SOURCE TEXT: Begin

Knowledge Bank Blog, Range & Portfolio, Channel Execution

Doing More of What Works

Are you consistently doing what works?

Last week we talked about the Law of Subtraction – how subtracting things, and doing less, is often more effective than adding things, and doing more.  When you do less, it allows you to focus on the important things, the things that really matter and work.

A lot of success in life is about identifying what works and then doing more of it.  Whether that is surgeons reducing the risk of infection by washing their hands between patients, which amazingly only became common practice in the late 1800’s.  Or the extra hour David Beckham used to spend after training to practice free kicks.  Once you know something works, why wouldn’t you do more of it?  It will probably work even more.

Yet consider how organisations, and many people within them, spend their time and resource.  A disproportionate amount of time and money is spent on doing new things.   For example, developing and launching innovation, trying to get shoppers to buy new products.  Whereas a surprisingly small amount of time and money is spent getting shoppers to buy more of what we already know, sells.

Who wants to spend their time trying to sell more of a product that has been around for 30 years when they could be developing something shiny and new?  Who wants to create a POS display that follows a simple set of rules when they could come up with something that has never been done before?  New is exciting.  Existing is boring.

But are winners – companies and people – the ones who get less bored?  The ones who are quite happy doing the simple things, if they work?  There are probably a few ex Man Utd youth team players who wished they had stayed behind after training now.

SOURCE TEXT: End

(EXERCISE SET)
a) In the blog post on doing more of what works:
(i) Until roughly when was handwashing between patients not yet common practice among surgeons?
(ii) What did David Beckham use his extra hour after training to practice?
(iii) What two examples does the post give of organisations spending time and money on doing new things?
b) According to the blog post on doing more of what works, why is doing less often more effective than doing more? Answer in one to three sentences.
c) Resume the blog post on doing more of what works, picking up after its last sentence.

RECORD EXTRACTS: Begin

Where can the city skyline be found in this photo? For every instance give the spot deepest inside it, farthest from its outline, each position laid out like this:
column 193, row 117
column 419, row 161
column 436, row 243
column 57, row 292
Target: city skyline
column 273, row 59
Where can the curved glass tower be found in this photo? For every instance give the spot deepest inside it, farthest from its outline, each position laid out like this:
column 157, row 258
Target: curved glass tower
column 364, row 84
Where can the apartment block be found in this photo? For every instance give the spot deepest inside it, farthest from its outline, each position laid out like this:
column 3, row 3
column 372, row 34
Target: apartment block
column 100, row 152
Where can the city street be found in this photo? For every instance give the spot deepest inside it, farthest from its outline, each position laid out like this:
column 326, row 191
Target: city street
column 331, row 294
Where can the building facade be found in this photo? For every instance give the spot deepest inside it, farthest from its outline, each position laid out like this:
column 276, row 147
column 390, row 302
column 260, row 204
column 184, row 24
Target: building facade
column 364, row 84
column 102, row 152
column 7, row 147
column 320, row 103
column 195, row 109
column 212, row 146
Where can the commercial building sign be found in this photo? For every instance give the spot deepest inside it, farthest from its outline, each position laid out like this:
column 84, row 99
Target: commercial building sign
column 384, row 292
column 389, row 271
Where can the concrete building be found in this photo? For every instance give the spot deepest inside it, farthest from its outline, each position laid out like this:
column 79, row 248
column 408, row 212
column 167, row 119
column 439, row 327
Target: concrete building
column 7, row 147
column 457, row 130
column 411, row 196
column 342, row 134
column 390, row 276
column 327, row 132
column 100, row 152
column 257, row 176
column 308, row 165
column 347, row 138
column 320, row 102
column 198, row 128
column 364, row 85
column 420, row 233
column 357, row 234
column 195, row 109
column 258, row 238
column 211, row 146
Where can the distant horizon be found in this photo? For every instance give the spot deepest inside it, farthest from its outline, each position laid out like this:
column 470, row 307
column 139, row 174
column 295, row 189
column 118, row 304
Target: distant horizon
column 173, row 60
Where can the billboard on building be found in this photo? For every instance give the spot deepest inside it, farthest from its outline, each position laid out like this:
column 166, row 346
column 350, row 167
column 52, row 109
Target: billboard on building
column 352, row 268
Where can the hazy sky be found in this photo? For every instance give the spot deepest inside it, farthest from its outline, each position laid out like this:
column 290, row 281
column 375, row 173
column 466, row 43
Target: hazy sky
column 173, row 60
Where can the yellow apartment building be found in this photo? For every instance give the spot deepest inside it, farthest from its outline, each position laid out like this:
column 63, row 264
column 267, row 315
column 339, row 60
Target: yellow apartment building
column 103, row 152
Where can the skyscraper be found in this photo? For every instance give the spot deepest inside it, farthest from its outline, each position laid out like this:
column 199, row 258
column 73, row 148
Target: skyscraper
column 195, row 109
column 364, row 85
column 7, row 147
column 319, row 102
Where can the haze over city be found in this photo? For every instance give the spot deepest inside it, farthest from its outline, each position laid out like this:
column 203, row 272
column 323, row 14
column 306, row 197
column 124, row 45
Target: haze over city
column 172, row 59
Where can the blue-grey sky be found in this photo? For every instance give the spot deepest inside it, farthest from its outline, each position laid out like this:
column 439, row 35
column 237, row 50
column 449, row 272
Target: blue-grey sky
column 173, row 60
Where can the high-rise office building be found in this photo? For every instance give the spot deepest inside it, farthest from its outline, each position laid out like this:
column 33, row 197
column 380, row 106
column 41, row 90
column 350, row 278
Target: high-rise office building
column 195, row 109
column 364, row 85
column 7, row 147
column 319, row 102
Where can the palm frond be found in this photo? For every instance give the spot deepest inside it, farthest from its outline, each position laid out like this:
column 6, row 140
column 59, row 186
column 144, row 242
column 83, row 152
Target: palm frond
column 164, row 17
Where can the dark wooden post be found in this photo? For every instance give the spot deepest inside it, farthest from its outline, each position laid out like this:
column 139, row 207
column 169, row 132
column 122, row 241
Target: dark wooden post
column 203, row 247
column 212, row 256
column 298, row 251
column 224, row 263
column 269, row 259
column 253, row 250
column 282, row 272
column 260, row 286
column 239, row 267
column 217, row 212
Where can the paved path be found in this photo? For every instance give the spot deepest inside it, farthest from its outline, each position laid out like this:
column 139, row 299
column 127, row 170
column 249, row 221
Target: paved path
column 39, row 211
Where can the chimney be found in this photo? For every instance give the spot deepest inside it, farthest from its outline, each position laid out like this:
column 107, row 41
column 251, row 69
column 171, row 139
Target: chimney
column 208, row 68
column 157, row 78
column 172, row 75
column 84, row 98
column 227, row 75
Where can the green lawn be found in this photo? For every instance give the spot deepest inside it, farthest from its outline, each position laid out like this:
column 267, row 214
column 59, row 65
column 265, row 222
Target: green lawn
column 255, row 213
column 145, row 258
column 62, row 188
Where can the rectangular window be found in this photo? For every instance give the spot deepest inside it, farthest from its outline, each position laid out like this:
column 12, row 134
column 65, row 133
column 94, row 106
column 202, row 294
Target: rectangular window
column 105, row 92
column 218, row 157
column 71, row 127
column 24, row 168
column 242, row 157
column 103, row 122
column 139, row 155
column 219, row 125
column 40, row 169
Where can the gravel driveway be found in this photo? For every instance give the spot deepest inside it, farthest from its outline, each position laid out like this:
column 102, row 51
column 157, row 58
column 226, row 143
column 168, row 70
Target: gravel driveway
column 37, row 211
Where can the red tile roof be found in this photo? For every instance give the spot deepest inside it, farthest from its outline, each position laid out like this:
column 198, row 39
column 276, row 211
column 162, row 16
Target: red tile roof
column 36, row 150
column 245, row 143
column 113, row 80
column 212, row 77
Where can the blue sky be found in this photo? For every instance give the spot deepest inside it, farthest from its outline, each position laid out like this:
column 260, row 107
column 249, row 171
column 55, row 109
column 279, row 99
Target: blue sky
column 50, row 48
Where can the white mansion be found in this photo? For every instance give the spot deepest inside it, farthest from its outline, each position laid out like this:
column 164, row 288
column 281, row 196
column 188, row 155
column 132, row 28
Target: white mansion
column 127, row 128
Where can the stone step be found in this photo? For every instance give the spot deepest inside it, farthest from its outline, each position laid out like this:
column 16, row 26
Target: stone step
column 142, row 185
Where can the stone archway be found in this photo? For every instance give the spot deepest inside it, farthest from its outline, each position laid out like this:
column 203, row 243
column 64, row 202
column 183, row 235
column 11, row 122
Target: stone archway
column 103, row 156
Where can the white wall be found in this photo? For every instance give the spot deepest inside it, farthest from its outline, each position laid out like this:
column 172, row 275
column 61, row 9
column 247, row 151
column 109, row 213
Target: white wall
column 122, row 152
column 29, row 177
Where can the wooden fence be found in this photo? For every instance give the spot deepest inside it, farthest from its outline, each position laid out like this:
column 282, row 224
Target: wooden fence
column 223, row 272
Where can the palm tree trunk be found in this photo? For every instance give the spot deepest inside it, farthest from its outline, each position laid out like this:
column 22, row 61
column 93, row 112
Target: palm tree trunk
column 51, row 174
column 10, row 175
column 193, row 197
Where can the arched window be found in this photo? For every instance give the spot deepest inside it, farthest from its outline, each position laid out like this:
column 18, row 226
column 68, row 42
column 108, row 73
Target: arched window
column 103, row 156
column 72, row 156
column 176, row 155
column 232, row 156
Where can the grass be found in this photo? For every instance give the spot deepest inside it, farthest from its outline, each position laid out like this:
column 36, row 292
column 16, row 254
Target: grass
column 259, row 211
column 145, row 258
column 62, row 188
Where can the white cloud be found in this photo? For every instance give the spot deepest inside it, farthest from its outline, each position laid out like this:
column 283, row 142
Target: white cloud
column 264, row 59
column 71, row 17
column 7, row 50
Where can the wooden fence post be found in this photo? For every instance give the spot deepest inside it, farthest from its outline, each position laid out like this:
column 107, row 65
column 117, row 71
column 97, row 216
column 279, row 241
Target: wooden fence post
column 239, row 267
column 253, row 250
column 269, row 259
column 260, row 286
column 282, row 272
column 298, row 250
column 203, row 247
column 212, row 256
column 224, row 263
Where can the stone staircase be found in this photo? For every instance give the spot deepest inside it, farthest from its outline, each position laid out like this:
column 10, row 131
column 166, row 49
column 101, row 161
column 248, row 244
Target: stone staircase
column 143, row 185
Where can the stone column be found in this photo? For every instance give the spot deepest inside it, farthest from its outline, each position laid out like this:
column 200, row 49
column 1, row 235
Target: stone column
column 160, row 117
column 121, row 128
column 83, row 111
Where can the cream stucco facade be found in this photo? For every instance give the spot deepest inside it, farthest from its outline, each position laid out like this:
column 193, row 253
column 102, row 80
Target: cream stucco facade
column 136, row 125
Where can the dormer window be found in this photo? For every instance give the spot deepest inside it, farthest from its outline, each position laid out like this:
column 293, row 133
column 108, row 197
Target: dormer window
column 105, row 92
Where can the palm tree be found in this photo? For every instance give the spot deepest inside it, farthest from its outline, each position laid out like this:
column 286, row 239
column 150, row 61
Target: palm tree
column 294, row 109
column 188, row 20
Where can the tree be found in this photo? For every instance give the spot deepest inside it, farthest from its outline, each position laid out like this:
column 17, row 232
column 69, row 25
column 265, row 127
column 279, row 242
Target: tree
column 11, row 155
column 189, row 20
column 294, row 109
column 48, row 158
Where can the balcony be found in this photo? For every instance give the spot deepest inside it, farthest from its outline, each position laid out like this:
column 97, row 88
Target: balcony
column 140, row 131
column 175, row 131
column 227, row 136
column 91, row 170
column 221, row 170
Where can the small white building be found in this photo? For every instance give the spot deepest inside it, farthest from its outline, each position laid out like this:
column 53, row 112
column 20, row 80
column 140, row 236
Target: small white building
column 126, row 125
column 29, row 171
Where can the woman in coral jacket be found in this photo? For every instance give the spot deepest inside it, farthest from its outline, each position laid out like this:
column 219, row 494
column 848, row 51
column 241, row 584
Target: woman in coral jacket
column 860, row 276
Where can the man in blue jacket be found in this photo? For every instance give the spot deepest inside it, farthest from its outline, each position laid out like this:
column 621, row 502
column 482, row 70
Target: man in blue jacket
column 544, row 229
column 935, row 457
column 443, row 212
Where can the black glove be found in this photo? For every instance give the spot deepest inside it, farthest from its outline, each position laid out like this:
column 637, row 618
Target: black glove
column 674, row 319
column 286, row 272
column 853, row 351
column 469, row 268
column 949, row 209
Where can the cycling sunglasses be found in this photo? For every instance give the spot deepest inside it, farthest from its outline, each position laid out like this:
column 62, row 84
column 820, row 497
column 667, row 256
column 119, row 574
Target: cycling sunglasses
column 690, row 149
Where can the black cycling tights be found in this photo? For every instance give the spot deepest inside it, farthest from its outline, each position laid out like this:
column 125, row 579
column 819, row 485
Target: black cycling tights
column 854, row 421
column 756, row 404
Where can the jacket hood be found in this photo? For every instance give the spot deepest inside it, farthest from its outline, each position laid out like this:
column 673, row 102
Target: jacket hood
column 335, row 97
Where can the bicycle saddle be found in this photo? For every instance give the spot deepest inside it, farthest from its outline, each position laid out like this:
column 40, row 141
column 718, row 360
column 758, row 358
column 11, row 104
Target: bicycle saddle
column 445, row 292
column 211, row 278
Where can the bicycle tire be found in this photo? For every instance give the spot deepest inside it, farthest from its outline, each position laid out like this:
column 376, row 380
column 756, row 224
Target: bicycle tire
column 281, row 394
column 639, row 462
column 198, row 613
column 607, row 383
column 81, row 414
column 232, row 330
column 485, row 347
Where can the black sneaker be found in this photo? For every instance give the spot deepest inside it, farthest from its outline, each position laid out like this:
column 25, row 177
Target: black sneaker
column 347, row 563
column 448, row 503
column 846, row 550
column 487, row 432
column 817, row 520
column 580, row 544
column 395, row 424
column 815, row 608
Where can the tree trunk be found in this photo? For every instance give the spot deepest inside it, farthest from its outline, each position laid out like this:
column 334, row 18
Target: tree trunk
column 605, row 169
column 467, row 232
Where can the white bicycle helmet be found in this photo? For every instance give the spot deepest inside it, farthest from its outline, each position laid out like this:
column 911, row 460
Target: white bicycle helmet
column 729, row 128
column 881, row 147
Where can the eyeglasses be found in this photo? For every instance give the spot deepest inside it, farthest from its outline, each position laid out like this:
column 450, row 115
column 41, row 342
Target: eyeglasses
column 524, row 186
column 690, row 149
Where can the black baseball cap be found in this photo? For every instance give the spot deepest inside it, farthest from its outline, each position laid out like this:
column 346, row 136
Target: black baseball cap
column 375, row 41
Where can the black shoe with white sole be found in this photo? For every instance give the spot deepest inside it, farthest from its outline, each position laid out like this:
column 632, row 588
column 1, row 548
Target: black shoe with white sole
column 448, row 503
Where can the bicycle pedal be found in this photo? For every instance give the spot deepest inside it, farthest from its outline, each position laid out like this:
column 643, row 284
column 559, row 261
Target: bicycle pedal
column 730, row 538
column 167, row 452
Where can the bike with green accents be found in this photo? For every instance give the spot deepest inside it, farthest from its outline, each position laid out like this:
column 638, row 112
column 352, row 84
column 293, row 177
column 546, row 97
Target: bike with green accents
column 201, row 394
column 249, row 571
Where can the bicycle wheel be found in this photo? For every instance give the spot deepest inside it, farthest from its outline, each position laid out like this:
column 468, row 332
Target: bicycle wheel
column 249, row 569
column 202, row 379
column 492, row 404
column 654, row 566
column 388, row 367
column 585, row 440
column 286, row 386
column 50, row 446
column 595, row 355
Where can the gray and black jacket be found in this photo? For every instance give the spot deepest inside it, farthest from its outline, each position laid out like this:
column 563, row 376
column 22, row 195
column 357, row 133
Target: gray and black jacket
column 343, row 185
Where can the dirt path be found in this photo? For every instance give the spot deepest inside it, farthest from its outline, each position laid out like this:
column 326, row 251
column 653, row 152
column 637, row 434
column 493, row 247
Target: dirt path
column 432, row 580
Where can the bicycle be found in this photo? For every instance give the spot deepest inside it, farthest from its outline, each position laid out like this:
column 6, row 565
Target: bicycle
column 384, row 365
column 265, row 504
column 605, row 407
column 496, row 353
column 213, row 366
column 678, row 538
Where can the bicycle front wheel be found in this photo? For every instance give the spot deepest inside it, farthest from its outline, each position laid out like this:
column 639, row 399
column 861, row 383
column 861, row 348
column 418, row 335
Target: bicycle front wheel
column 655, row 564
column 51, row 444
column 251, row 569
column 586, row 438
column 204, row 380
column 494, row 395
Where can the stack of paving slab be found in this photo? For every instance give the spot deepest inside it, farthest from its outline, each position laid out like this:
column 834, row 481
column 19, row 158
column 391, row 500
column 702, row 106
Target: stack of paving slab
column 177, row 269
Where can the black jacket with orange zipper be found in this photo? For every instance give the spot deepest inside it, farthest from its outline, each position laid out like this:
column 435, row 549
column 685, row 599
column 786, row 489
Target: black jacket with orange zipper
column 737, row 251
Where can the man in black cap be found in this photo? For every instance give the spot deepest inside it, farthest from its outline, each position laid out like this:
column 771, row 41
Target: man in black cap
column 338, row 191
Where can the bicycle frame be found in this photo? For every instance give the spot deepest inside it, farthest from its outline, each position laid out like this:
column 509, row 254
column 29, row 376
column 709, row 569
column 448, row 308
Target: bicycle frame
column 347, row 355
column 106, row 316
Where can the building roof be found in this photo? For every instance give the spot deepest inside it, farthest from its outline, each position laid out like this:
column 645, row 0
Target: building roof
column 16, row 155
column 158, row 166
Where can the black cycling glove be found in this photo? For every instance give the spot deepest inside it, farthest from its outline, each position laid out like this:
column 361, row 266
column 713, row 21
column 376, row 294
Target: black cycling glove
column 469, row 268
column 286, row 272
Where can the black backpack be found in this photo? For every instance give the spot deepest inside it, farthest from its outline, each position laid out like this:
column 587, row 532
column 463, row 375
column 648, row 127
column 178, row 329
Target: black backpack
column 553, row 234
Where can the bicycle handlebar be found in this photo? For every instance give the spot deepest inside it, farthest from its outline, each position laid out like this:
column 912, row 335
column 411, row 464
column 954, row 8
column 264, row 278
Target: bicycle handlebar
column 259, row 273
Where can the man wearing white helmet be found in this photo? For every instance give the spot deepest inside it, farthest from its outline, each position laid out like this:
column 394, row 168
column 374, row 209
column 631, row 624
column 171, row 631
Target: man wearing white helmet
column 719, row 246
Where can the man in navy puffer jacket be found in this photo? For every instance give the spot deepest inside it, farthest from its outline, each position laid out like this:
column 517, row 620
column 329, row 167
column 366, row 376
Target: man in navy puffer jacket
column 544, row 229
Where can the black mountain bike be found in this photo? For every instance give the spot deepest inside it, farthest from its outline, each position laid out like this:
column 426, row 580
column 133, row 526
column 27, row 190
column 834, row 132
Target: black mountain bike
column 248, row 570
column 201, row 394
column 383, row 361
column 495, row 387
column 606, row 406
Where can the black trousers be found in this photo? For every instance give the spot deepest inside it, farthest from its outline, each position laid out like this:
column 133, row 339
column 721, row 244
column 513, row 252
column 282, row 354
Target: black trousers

RECORD EXTRACTS: End

(RESPONSES)
a)
(i) The late 1800s.
(ii) Free kicks.
(iii) Developing and launching innovation, and trying to get shoppers to buy new products.

b) Doing less lets you focus on the important things, the ones that really matter and work.

c)
So, how does this apply to the FMCG world?  How do we do more of what already works?

Back the Winners.  Are you maximising the opportunity with winning products?  Can you go deeper with distribution of these – in existing channels and new ones?  Are you backing them with enough shelf space and visibility in store?  How much advertising budget is spent on the core vs NPD?

Shoppers are consistently giving clues on what your winning products are, through what they buy and the rate at which they buy them.  Following those clues with resource and investment is key.  Coke never get tired of selling more Coke.

Reapply don’t Reinvent.  Everyone who works on a category, retailer or channel, thinks theirs is different.  Sure, there are differences, but there are also a lot of commonalities.  The skill is often taking core principles and then applying them in the most relevant way for a category, brand or store format.  The fundamental rules for designing packs or POS don’t change according to which category you are in.  How you apply them does.

Have a ‘Way’ of Doing Things.  Walk around any supermarket and you will often see the same core things (signage, promotions, NPD communication) being done in different ways.  This can’t be good for the shopper and it can’t be good for the retailer or brands.  The more consistently things are done, the more effectively you train shoppers.  They implicitly know what to look for.  This makes the shopping task easier.  The easier the task, the more shoppers are likely to buy.  And buy more.  Plus if you have 1 way of doing something rather than 5, you will probably save a lot of money.

In our world, we might not be saving lives or winning football titles, but the basic principle of doing what works and then doing more of it, absolutely holds.

Do you know what works in your area?  And are you doing enough of it?